**TASK**: Name every character in the book summary below who is given a name or nickname.

(EXERCISE PASSAGE)

On the day of her last brother’s funeral, a Promise an eight year-old African-American girl decides she has had enough of funerals. She wants to go to Astroworld--an amusement park with her class. She longs to trade her dreary life for the world of cotton candy and clowns. A serial rapist lurks in the background terrorizing the city. Promise’s Mother gives her money to buy white roses to be placed in her Brother Jonathan’s coffin. Promise sees this as her chance to escape. She catches the first bus to come along in hopes it will take her to Astroworld. The bus driver who is the serial rapist has other plans for Promise. He steals her innocence.
Later, in an asylum for murdering her child, Promise writes letters to her childhood friend LaKeisha Ann. This therapy helps her confront the demons from her past that led to her crime. Her recovery is temporarily thwarted by a cruel nurse/attendant called Big Fingers. Promise and the other women overpower this monster and reveal “his” secret.

(End EXERCISE PASSAGE)
(RECORDED DATA)

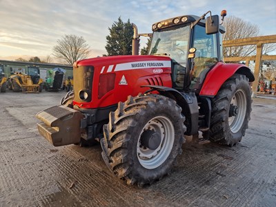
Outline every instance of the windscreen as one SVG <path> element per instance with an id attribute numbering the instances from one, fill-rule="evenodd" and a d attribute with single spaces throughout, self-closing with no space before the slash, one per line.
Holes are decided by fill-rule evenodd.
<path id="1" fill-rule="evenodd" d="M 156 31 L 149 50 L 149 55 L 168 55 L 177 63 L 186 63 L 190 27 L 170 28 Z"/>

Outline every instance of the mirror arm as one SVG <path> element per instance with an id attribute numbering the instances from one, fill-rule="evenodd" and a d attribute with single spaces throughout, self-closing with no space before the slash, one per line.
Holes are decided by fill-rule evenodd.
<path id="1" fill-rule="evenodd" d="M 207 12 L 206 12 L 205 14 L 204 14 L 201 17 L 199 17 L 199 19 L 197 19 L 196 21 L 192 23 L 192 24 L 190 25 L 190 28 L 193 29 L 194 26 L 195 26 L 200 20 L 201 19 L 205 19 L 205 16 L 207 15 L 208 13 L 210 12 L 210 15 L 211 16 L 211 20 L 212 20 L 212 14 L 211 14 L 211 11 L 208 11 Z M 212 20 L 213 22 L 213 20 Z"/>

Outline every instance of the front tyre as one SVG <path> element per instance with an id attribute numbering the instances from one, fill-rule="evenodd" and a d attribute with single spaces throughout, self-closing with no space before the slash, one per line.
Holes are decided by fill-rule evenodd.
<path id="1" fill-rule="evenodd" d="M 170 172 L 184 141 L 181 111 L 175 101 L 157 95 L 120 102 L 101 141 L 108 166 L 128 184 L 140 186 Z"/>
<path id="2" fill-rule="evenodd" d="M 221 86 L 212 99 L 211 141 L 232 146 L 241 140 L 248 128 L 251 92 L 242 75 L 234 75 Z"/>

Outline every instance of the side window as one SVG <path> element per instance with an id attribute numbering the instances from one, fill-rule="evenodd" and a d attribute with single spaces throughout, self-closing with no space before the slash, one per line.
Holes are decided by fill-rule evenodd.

(End RECORDED DATA)

**SOLUTION FOR THIS TASK**: Promise, Jonathan, LaKeisha Ann, Big Fingers